(Point-per-instance localization data)

****************

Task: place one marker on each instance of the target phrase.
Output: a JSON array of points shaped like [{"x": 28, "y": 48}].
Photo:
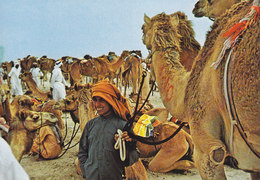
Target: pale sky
[{"x": 74, "y": 28}]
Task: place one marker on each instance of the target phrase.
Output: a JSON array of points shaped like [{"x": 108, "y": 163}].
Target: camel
[
  {"x": 44, "y": 97},
  {"x": 101, "y": 68},
  {"x": 46, "y": 65},
  {"x": 22, "y": 130},
  {"x": 85, "y": 113},
  {"x": 132, "y": 71},
  {"x": 26, "y": 63},
  {"x": 197, "y": 96},
  {"x": 34, "y": 90},
  {"x": 73, "y": 69},
  {"x": 213, "y": 8},
  {"x": 175, "y": 154},
  {"x": 167, "y": 156},
  {"x": 23, "y": 124},
  {"x": 76, "y": 105},
  {"x": 7, "y": 66},
  {"x": 5, "y": 110},
  {"x": 115, "y": 68}
]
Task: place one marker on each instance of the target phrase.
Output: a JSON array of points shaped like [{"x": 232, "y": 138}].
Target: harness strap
[{"x": 120, "y": 145}]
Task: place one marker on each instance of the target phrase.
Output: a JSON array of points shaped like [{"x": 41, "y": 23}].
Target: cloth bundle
[{"x": 145, "y": 125}]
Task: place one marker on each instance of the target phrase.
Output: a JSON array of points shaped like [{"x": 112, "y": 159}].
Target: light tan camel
[
  {"x": 89, "y": 69},
  {"x": 23, "y": 124},
  {"x": 132, "y": 72},
  {"x": 73, "y": 69},
  {"x": 46, "y": 65},
  {"x": 22, "y": 130},
  {"x": 26, "y": 63},
  {"x": 34, "y": 91},
  {"x": 175, "y": 154},
  {"x": 44, "y": 97},
  {"x": 198, "y": 97},
  {"x": 212, "y": 8},
  {"x": 5, "y": 110}
]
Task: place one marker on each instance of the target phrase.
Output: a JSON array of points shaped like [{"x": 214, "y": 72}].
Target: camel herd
[{"x": 213, "y": 88}]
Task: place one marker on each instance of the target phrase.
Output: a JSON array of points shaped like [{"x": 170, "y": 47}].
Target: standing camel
[
  {"x": 198, "y": 96},
  {"x": 212, "y": 9}
]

****************

Restate the data word for word, minus any images.

### Response to the task
Task: place one marker on each instance of the target phrase.
Output: a JSON array of points shaped like [{"x": 28, "y": 48}].
Photo:
Target: pale sky
[{"x": 74, "y": 28}]
Task: place one marker on each instance of the target phrase.
Output: a JSON array of points shaped like [{"x": 108, "y": 163}].
Target: camel
[
  {"x": 44, "y": 97},
  {"x": 101, "y": 68},
  {"x": 46, "y": 65},
  {"x": 22, "y": 130},
  {"x": 85, "y": 113},
  {"x": 132, "y": 71},
  {"x": 26, "y": 63},
  {"x": 197, "y": 96},
  {"x": 34, "y": 90},
  {"x": 73, "y": 69},
  {"x": 213, "y": 8},
  {"x": 175, "y": 154},
  {"x": 167, "y": 156},
  {"x": 23, "y": 124},
  {"x": 76, "y": 105},
  {"x": 7, "y": 66},
  {"x": 5, "y": 110},
  {"x": 115, "y": 68}
]
Task: place one marker on each instance of the target phrase.
Output: a JSON array of points shaped like [{"x": 232, "y": 138}].
Target: harness strap
[{"x": 120, "y": 145}]
Task: place one marker on each instance of the target phrase.
Output: a JSON array of points shaped like [{"x": 41, "y": 23}].
Target: cloth bundle
[{"x": 145, "y": 125}]
Task: place one marker on each instance of the target phrase.
Output: a JSON array of points shaped like [{"x": 112, "y": 159}].
Target: light tan camel
[
  {"x": 89, "y": 69},
  {"x": 23, "y": 124},
  {"x": 132, "y": 72},
  {"x": 73, "y": 69},
  {"x": 46, "y": 65},
  {"x": 22, "y": 130},
  {"x": 26, "y": 63},
  {"x": 34, "y": 91},
  {"x": 175, "y": 154},
  {"x": 44, "y": 97},
  {"x": 198, "y": 97},
  {"x": 212, "y": 8},
  {"x": 5, "y": 110}
]
Task: place one marker on each instance of the target phrase.
Output: a JSON array of points shaped like [{"x": 214, "y": 72}].
Target: camel herd
[{"x": 213, "y": 88}]
Task: place one marker on each instance of the target phrase.
Output: a JSON array of points shaped like [{"x": 170, "y": 47}].
Target: standing camel
[
  {"x": 198, "y": 96},
  {"x": 212, "y": 9}
]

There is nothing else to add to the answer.